■ **DESCRIPTION OF THE TASK**:
Copy the line with "Annotation task: mark the cheek" and all lines following it through the last line of the entries, exactly as written.

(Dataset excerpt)
++++++++

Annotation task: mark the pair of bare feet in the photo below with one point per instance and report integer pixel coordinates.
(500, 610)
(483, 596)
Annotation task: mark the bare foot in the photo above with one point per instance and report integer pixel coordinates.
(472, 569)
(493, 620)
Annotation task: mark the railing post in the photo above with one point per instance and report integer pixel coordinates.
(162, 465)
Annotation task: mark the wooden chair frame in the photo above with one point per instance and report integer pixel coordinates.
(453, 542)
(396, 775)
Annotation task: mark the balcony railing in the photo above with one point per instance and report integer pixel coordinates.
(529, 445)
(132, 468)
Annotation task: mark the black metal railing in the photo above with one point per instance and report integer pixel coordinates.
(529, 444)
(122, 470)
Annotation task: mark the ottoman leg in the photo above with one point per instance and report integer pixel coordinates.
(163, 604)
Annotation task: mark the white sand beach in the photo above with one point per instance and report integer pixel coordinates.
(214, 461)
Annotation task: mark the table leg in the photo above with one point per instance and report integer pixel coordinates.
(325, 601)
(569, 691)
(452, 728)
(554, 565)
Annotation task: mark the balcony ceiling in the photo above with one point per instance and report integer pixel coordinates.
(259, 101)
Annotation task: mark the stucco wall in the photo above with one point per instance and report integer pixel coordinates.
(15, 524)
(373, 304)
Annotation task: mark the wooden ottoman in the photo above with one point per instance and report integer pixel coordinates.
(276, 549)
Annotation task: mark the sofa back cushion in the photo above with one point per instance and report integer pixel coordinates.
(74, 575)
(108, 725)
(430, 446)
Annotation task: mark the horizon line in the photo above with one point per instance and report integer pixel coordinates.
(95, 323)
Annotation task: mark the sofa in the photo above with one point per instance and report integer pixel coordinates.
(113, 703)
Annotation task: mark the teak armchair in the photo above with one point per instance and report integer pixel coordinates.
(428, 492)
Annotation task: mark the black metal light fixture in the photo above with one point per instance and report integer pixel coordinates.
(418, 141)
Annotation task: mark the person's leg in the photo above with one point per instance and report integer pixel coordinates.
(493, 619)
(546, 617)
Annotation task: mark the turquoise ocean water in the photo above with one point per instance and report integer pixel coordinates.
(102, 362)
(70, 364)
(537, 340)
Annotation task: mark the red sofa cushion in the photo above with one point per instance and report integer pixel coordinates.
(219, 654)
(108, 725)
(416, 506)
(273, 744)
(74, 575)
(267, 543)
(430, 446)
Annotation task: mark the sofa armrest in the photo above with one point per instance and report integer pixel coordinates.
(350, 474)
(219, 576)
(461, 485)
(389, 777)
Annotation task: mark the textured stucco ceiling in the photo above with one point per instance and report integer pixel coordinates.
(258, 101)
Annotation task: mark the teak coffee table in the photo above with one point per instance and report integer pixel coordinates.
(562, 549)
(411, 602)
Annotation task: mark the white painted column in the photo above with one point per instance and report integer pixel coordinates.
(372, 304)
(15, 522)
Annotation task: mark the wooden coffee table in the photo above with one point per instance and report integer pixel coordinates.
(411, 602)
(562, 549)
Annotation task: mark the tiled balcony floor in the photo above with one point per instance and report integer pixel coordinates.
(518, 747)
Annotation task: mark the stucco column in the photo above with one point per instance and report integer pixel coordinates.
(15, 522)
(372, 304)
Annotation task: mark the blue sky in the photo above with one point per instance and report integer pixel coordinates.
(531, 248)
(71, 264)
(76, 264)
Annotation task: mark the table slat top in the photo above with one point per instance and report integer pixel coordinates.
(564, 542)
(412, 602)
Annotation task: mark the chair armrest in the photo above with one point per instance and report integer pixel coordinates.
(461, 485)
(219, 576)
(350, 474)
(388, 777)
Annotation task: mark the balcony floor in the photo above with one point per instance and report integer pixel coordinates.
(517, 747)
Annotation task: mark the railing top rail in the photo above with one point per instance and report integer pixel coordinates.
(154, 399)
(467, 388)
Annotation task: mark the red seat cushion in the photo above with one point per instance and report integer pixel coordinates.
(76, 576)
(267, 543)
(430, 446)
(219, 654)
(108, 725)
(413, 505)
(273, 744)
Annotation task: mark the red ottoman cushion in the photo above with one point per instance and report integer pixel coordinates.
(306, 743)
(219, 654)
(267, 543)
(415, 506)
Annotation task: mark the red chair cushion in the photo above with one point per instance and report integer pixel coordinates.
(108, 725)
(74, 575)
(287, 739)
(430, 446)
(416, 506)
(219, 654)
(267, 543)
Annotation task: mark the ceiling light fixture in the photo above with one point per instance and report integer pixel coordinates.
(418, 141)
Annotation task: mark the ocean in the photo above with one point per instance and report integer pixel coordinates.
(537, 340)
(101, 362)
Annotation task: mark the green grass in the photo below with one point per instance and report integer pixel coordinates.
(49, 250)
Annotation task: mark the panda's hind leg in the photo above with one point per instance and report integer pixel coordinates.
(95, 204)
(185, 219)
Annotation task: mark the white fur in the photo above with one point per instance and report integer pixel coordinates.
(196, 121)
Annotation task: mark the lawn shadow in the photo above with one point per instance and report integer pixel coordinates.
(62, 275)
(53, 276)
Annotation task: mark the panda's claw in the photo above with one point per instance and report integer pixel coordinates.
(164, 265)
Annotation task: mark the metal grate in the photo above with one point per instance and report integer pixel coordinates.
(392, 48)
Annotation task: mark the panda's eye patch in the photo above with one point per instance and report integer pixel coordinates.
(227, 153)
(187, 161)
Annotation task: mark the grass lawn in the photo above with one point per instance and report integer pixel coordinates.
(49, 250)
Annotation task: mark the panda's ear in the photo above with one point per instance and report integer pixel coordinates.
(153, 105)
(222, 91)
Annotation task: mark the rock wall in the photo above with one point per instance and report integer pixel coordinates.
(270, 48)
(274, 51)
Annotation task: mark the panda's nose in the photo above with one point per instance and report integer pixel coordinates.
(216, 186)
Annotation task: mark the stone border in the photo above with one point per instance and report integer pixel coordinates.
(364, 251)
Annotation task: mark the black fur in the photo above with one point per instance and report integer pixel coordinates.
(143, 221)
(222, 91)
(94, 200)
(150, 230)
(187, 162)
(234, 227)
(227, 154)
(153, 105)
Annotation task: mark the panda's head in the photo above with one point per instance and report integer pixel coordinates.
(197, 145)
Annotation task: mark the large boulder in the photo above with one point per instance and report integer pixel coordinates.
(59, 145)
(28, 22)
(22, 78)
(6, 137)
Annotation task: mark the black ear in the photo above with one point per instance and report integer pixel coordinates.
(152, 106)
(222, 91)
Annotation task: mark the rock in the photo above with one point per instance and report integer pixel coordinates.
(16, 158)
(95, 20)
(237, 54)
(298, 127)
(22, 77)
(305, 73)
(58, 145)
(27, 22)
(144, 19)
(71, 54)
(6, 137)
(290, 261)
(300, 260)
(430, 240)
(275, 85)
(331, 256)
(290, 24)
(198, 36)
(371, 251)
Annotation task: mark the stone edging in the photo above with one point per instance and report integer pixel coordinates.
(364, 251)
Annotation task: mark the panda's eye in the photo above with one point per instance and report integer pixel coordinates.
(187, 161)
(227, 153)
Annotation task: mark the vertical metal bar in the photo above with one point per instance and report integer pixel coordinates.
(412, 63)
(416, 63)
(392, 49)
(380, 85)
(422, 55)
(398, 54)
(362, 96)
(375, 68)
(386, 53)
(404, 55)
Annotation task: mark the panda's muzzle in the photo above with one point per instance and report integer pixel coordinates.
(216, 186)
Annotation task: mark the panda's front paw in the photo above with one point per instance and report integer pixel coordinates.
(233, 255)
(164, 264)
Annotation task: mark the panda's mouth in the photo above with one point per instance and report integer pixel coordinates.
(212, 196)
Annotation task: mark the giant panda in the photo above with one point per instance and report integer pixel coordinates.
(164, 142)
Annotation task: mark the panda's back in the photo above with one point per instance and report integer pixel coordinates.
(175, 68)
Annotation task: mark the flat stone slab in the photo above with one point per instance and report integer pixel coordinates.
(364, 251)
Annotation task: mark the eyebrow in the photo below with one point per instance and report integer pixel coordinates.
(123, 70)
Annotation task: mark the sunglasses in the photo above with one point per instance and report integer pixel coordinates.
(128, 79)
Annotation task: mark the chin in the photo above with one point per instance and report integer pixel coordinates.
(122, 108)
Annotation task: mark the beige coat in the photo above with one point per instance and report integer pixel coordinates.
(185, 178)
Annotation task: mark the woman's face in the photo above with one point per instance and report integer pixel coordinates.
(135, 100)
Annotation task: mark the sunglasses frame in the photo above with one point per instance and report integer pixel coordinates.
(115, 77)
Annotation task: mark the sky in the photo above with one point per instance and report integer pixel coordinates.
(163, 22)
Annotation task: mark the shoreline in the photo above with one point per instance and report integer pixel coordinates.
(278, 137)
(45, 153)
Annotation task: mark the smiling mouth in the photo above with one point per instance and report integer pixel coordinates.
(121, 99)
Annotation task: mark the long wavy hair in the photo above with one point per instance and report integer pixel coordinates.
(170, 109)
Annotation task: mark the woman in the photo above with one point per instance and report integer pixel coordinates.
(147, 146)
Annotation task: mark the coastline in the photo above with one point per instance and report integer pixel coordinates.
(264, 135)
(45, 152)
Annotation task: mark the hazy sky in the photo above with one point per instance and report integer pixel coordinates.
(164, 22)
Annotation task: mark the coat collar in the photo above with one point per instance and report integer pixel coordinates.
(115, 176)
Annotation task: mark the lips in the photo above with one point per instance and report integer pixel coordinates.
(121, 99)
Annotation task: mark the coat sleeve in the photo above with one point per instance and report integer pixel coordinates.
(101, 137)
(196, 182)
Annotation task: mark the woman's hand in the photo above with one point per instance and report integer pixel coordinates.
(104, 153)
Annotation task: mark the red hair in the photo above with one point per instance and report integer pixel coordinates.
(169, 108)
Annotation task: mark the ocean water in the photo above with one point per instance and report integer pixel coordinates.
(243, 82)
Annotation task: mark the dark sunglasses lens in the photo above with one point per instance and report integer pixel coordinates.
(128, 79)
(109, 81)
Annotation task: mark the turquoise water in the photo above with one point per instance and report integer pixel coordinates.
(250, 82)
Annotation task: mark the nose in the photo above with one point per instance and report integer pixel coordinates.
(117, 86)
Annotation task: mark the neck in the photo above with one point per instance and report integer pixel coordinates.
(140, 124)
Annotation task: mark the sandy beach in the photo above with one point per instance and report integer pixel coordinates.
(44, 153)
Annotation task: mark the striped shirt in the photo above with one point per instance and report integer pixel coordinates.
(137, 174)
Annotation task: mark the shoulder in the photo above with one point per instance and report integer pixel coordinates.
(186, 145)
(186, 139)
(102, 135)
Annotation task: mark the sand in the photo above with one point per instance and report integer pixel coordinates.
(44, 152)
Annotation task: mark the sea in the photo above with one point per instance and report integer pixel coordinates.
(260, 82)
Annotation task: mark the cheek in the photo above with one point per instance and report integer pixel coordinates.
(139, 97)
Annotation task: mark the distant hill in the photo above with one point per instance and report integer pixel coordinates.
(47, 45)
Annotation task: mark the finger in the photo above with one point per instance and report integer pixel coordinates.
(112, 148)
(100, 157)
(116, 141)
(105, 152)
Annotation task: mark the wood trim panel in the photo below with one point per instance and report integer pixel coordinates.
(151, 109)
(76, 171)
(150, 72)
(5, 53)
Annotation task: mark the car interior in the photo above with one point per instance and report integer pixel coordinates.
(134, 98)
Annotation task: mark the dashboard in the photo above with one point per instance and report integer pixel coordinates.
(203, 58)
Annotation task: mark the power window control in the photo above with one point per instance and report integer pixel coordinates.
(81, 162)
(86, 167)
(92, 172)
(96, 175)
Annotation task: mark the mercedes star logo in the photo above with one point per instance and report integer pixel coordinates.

++++++++

■ **CORRECT ANSWER**:
Annotation task: mark the cheek in the photo above with one point per instance and report integer pixel coordinates.
(139, 97)
Annotation task: mark the distant hill in the photo above with one point per instance and report integer pixel coordinates.
(47, 45)
Annotation task: mark the finger in the photo above with one point per instance and report integer pixel coordinates.
(112, 148)
(100, 157)
(116, 141)
(105, 152)
Annotation task: mark the wood trim panel in the photo below with one point per instance and report integer pixel coordinates.
(151, 109)
(76, 171)
(150, 72)
(5, 53)
Annotation task: mark the car interior in the photo above with one point per instance and report integer pixel coordinates.
(134, 98)
Annotation task: mark the dashboard in the photo above with one point per instance and report integer pixel coordinates.
(203, 58)
Annotation task: mark the power window control in the photo above with one point per instance and report integer pixel coordinates.
(81, 162)
(86, 167)
(92, 172)
(96, 175)
Annotation task: mark the mercedes star logo in the photo above with one point per instance and report integer pixel coordinates.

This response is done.